## What this task involves:
With the pictures removed, please write out every line below exactly as given.

## Collection entries:
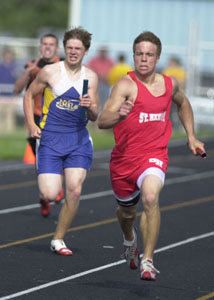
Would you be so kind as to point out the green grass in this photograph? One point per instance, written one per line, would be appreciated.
(12, 146)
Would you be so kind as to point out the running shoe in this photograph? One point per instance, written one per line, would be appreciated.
(131, 254)
(147, 270)
(59, 247)
(45, 207)
(60, 196)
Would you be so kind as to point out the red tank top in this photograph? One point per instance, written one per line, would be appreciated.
(147, 127)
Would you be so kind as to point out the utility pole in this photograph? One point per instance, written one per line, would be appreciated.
(74, 13)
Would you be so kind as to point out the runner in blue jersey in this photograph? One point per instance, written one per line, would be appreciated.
(65, 144)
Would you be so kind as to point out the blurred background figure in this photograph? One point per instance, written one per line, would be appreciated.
(101, 64)
(8, 71)
(175, 69)
(119, 70)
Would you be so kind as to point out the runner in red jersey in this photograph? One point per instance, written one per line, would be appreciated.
(138, 109)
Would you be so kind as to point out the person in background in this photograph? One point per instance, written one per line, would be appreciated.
(101, 64)
(120, 69)
(8, 71)
(48, 49)
(175, 69)
(65, 144)
(138, 110)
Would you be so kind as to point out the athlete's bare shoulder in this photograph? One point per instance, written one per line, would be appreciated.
(126, 85)
(90, 74)
(50, 73)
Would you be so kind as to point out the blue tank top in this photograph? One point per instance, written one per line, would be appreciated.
(60, 105)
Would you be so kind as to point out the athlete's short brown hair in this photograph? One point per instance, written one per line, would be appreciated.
(148, 36)
(80, 34)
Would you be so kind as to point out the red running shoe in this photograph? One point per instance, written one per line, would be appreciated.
(45, 207)
(147, 270)
(60, 196)
(59, 247)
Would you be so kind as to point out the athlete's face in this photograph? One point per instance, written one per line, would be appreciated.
(74, 51)
(48, 48)
(145, 58)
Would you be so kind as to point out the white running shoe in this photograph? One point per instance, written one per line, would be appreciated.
(59, 247)
(131, 253)
(147, 270)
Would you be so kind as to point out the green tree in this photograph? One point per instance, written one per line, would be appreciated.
(27, 17)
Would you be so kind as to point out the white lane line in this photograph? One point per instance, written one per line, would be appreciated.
(31, 206)
(110, 193)
(87, 272)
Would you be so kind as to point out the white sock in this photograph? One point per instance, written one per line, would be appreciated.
(129, 243)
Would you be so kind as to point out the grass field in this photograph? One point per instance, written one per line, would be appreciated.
(12, 146)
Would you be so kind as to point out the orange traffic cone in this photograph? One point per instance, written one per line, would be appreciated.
(29, 157)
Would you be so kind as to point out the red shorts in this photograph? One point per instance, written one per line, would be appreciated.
(125, 170)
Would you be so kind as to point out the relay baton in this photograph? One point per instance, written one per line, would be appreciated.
(84, 91)
(201, 153)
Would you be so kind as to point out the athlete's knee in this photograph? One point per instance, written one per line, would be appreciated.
(73, 193)
(126, 213)
(150, 200)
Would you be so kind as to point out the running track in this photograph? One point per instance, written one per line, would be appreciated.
(184, 253)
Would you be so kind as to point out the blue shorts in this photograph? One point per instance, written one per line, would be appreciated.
(58, 151)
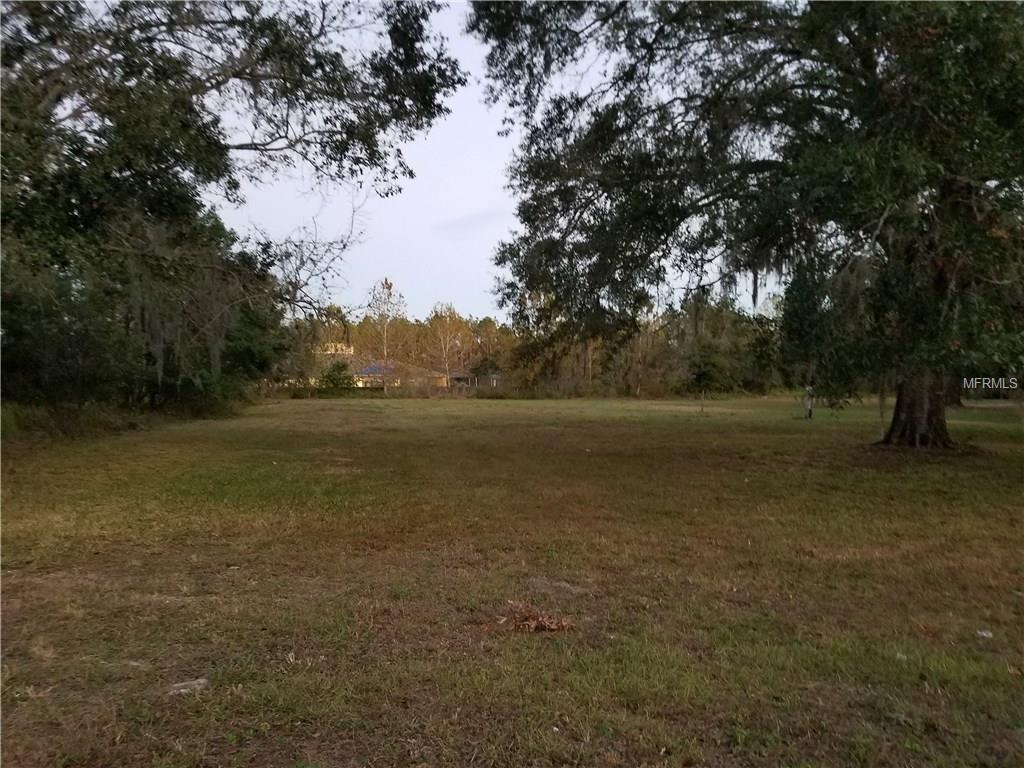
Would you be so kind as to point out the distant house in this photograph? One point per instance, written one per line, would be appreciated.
(466, 380)
(335, 347)
(376, 374)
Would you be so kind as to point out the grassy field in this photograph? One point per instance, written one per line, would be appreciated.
(740, 588)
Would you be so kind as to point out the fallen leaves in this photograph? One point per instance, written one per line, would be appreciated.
(524, 617)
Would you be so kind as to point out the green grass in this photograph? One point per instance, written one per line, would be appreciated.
(744, 588)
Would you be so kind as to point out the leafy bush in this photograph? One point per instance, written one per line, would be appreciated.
(336, 378)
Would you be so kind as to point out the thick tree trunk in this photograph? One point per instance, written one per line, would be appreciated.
(920, 415)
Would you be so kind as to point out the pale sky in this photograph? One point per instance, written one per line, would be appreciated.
(435, 240)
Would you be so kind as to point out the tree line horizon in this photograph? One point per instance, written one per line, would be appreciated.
(869, 156)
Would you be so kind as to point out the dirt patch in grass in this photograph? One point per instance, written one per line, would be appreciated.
(738, 589)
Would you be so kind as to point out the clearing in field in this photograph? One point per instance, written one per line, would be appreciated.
(355, 583)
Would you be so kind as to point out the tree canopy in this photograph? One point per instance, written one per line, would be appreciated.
(119, 120)
(881, 142)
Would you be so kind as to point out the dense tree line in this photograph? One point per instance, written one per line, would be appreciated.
(869, 153)
(120, 283)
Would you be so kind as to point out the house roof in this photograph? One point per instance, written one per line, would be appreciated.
(377, 368)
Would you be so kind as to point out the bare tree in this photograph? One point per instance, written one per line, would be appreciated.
(445, 329)
(385, 305)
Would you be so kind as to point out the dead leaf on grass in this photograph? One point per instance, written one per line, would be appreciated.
(523, 617)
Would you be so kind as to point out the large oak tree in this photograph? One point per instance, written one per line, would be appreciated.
(884, 143)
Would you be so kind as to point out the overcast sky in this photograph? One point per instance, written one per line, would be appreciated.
(435, 239)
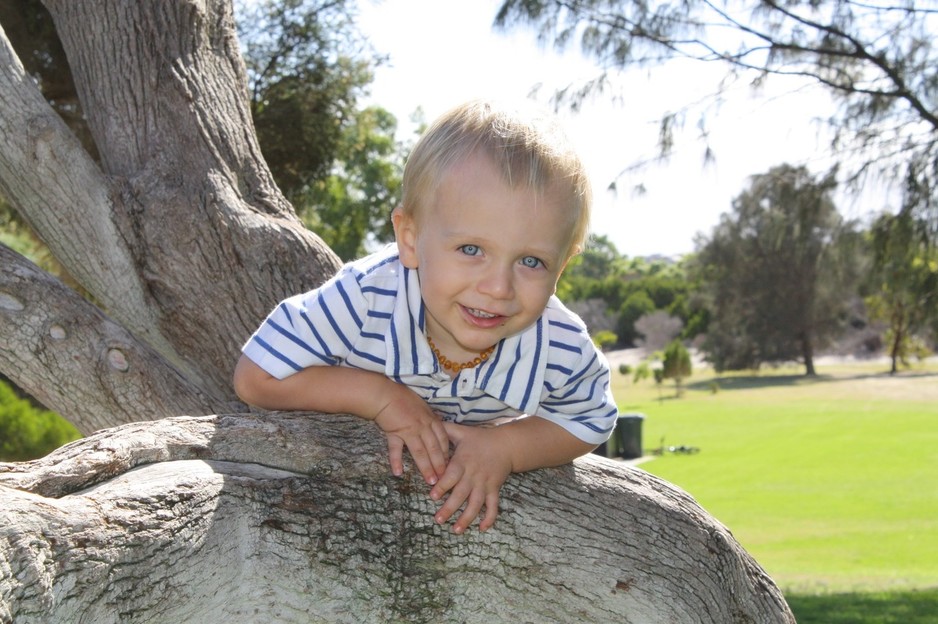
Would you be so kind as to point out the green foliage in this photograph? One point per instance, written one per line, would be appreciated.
(308, 66)
(877, 61)
(809, 472)
(777, 273)
(637, 305)
(903, 283)
(604, 339)
(27, 432)
(352, 205)
(631, 288)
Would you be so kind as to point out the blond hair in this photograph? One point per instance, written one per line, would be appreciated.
(528, 147)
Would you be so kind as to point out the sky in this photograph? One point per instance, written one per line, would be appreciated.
(442, 52)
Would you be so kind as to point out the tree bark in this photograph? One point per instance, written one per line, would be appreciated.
(184, 244)
(295, 518)
(179, 233)
(79, 362)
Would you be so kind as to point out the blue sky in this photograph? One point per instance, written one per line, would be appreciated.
(445, 51)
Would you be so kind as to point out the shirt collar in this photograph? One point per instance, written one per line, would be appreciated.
(514, 373)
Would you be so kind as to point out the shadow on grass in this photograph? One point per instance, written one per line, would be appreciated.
(907, 607)
(748, 382)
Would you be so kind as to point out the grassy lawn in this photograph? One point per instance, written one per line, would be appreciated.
(830, 483)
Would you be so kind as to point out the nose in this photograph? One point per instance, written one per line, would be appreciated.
(497, 282)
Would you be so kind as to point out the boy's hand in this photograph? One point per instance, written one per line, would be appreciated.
(408, 421)
(474, 476)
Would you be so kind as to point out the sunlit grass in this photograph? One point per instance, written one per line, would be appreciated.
(829, 483)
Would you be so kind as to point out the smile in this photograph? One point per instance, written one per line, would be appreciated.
(480, 313)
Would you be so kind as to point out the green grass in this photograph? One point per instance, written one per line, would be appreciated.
(831, 483)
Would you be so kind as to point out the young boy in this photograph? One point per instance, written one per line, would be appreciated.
(456, 324)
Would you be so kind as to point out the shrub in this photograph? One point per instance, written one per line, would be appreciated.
(28, 432)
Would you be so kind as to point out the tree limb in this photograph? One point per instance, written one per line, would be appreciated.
(72, 358)
(158, 521)
(56, 186)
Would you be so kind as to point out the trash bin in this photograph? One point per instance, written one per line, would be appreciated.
(628, 435)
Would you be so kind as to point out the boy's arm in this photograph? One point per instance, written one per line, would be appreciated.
(484, 458)
(402, 414)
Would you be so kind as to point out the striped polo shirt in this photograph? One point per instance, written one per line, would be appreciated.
(371, 316)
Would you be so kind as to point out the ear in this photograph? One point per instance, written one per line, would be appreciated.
(405, 233)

## Answer below:
Would you be so kind as to point out the green grass in this photograph? One point per instance, written one per line, would be appreciated.
(12, 146)
Would you be so kind as to point out the running shoe in this photograph? One point per instance, written one per line, would be appreciated.
(131, 254)
(147, 270)
(59, 247)
(45, 207)
(60, 196)
Would you be so kind as to point out the red tank top in this photograph? One point per instance, written one per line, would be appreciated.
(147, 127)
Would you be so kind as to point out the utility pole in this photograph? One point per instance, written one per line, would be appreciated.
(74, 13)
Would you be so kind as to point out the runner in blue jersey in this photograph? One point per instance, written one per line, would be appreciated.
(65, 144)
Would you be so kind as to point out the blurred background figure in this photograph? One point per instance, written one per line, would be appreciated.
(101, 64)
(8, 71)
(175, 69)
(119, 70)
Would you be so kind as to point out the runner in red jersey in this photograph? One point per instance, written one per line, would be appreciated.
(138, 109)
Would you be so kind as to point out the person in background in this photograph? One point per instance, written one per line, would be appreciated.
(101, 64)
(120, 69)
(8, 71)
(48, 49)
(175, 69)
(65, 144)
(138, 110)
Would you be so kind as to point out the athlete's bare shoulder in this photograph? One point per instance, written one per line, would be appreciated.
(126, 85)
(90, 74)
(50, 73)
Would you be so kind as to point out the blue tank top in this photograph? One point per instance, written one per line, would be appreciated.
(60, 105)
Would you be so kind as to point out the athlete's short brown hair in this photograph? One point per instance, written one per line, would be appreciated.
(148, 36)
(80, 34)
Would you be so kind as to point out the red running shoe in this photograph? One point per instance, written one per line, would be appreciated.
(45, 207)
(147, 270)
(60, 196)
(59, 247)
Would you be so kind as to point out the athlete's face in this photograph? One point per instance, written one per line, would be appreciated.
(74, 51)
(48, 48)
(145, 58)
Would you be so kind as to point out the white running shoe in this photograph? One point per instance, written one per line, would be appreciated.
(59, 247)
(131, 253)
(147, 270)
Would you be so kind as to point out the green tree in this photograph? One point per instance, written one per line, would be appreciated.
(27, 17)
Would you be so kind as to point out the white lane line in this photograph? One point per instance, written one per line, would be appreciated.
(31, 206)
(110, 193)
(87, 272)
Would you be so kind as to point out the white sock in this photograph? One point per instance, written one per line, would be appreciated.
(129, 243)
Would you be so kind as to point out the grass field in this photograph? One point per instance, written one per line, would be appreciated.
(12, 146)
Would you be so kind as to point out the orange traffic cone in this photograph? One point per instance, written one per line, would be appreciated.
(29, 157)
Would you be so kind as to point out the red shorts in this photograph? One point per instance, written one per line, would be appreciated.
(125, 170)
Would you be so kind as to point out the relay baton in this photograph? One point per instance, written one per line, would be appreciated.
(84, 91)
(201, 153)
Would you be so kind as to point out the athlete's knee in this photograph? One point per instance, written one per line, would be appreciated.
(73, 193)
(126, 213)
(150, 200)
Would you be so kind as to point out the running track in this photograph? One point per instance, written one per line, would be appreciated.
(184, 253)
Would you be so kind as to point out the blue shorts in this photograph? One point per instance, written one per line, would be appreciated.
(58, 151)
Would you be so kind as to point out the distant house in this photograph? One point per instance, written one per line, would be appreciated.
(466, 380)
(335, 347)
(376, 374)
Would you be so kind as to point out the grassy field in this photograph? One point per instance, written one per line, would be appreciated.
(740, 588)
Would you be so kind as to point out the fallen leaves in this photograph? One point per instance, written one per line, would be appreciated.
(524, 617)
Would you be so kind as to point out the green grass in this photograph? One point per instance, written one per line, would be appreciated.
(744, 588)
Would you be so kind as to point out the leafy bush in this photograph? One point per instance, written one per line, would be appreciated.
(336, 378)
Would you be so kind as to point out the thick tree trunk in this photograph? One point per instance, written one per line, would be appreciated.
(920, 415)
Would you be so kind as to point out the pale sky in this photograph? One point per instance, written one per line, would be appreciated.
(435, 240)
Would you be so kind as to point out the tree line horizon in this photograph? One point per instance, written one per line, would be appreciated.
(869, 156)
Would you be so kind as to point out the dirt patch in grass in this photograph? One point per instance, written one per line, would be appreciated.
(738, 589)
Would you be so kind as to point out the clearing in field in this photograph? One point per instance, written one per line, would be appreciated.
(355, 583)
Would you be so kind as to point out the tree canopy in this photograph? One point per instance, written one per line, would be appreciated.
(119, 120)
(881, 142)
Would you be so kind as to point out the dense tree line in this photograph? One point per instance, written one per line, would be appreciated.
(869, 153)
(120, 283)
Would you be so kind as to point out the house roof in this photograph? One point per instance, written one per line, would be appreciated.
(377, 368)
Would you be so kind as to point out the bare tree in this photograph? One point per instance, written one per line, would be appreciated.
(445, 329)
(385, 305)
Would you be so kind as to point out the dead leaf on grass in this photograph? One point per instance, written one per line, would be appreciated.
(523, 617)
Would you be so kind as to point out the large oak tree in this photograph? One point per instance, written one per line, would be appreciated.
(884, 143)
Would you be so kind as to point out the overcast sky in this photograph? One point per instance, written one per line, would be appreciated.
(435, 239)
Would you be so kind as to point out the green foliage in this photograph? One point per instance, written one per line, would be appreciated.
(308, 66)
(877, 61)
(809, 472)
(777, 273)
(637, 305)
(903, 283)
(604, 339)
(27, 432)
(352, 205)
(631, 288)
Would you be so kind as to point out the blond hair in this photograph? One point per instance, written one per line, would be appreciated.
(528, 147)
Would you be so kind as to point out the sky in this photograph? One point per instance, written one per line, would be appreciated.
(442, 52)
Would you be so kind as to point out the tree bark in this photograph? One point per instance, written one per line, would be appreciated.
(184, 244)
(295, 518)
(179, 233)
(79, 362)
Would you be so kind as to point out the blue sky in this photograph? One point per instance, written one per line, would be appreciated.
(445, 51)
Would you be so kind as to point out the shirt collar in this photograph? One point per instance, written one per line, would be appreciated.
(514, 373)
Would you be so kind as to point out the shadow on grass in this photograph? One point per instance, written one per line, would be appreciated.
(907, 607)
(748, 382)
Would you be so kind as to point out the grassy lawn in this photograph? One point per instance, written one per line, would be appreciated.
(830, 483)
Would you be so kind as to point out the nose in this photograph? One point per instance, written one per line, would be appreciated.
(497, 282)
Would you be so kind as to point out the boy's hand in this photograph? One point per instance, written one per line, would be appreciated.
(408, 421)
(474, 476)
Would you be so kind as to point out the sunlit grass in this photograph? One point per instance, written one per line, would be appreciated.
(829, 483)
Would you be so kind as to point out the smile in this photograph? One point per instance, written one per line, would be appreciated.
(480, 313)
Would you be so kind as to point out the green grass in this photograph? One point per instance, written one per line, would be appreciated.
(831, 483)
Would you be so kind as to point out the young boy in this photograph? One point per instance, written one per line, would be appreciated.
(456, 324)
Would you be so kind as to point out the shrub in this photograph? One point per instance, written one per line, would be appreciated.
(28, 432)
Would you be so kind as to point out the tree limb in this photograph? One point per instance, written one per line, would be appreciated.
(72, 358)
(158, 521)
(56, 186)
Would you be so kind as to point out the trash bin in this photograph? One point per instance, written one per line, would be appreciated.
(628, 435)
Would you be so kind as to point out the boy's arm in this photograph? One point per instance, written one per line, would be appreciated.
(484, 458)
(402, 414)
Would you be so kind as to point out the striped polo shirt in this photograph? One point per instance, written one per line, would be appreciated.
(371, 316)
Would you be so kind as to point out the ear in this photograph? One point per instance, written one per line, would be appreciated.
(405, 233)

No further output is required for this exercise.